**Your task**
What is the number of lines in the data that contain "toyota"? Nothing besides that number, please.
[Opening Data section section]
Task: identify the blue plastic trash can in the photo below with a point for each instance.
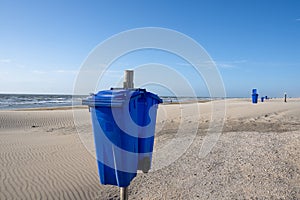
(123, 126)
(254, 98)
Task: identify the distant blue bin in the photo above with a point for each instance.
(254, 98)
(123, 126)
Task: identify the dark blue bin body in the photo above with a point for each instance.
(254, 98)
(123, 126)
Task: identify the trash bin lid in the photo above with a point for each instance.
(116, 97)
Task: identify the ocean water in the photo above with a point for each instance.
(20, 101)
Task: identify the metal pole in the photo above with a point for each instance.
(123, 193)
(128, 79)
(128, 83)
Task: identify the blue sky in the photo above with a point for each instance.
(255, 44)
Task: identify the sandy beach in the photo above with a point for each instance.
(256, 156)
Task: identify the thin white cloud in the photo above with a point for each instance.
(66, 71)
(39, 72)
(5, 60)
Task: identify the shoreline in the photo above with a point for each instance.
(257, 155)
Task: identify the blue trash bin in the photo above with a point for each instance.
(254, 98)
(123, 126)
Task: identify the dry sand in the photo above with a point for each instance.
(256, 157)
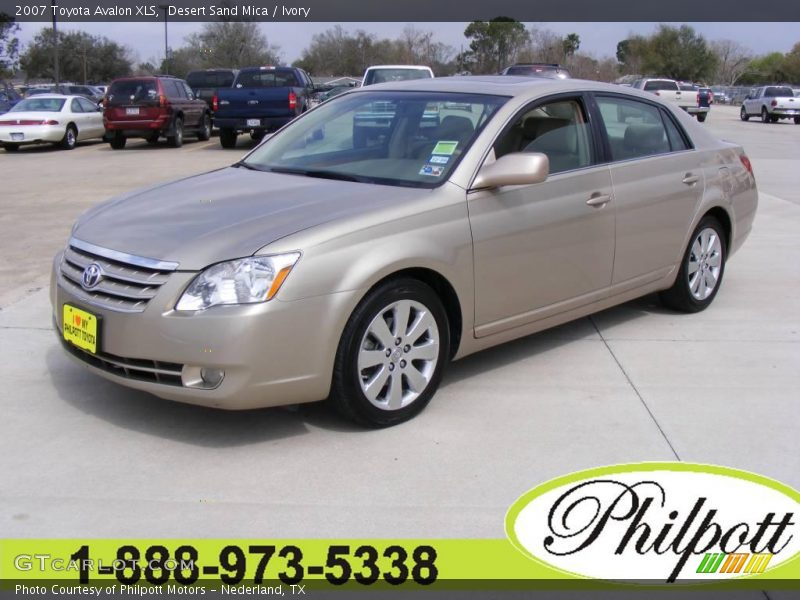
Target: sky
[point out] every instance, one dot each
[Closing Data section section]
[Opening Data section section]
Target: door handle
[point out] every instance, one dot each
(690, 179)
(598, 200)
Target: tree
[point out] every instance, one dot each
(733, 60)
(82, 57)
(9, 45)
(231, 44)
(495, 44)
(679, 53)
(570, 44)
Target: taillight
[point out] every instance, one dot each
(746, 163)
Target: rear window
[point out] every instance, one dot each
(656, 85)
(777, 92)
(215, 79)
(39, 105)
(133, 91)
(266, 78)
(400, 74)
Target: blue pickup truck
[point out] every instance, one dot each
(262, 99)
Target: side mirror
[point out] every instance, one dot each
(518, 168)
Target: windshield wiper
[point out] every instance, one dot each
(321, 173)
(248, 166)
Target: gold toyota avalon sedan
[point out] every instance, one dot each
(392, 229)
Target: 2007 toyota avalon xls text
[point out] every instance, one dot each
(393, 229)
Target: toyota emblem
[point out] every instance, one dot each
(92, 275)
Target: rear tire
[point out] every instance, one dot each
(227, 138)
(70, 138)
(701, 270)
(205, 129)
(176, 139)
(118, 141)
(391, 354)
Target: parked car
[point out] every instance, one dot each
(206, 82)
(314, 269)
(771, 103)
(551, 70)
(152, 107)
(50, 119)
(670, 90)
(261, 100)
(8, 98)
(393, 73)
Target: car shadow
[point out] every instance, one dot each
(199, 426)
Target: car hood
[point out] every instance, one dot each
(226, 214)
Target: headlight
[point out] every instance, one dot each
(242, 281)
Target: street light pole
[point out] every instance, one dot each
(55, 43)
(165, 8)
[Closing Data section section]
**Problem solution**
3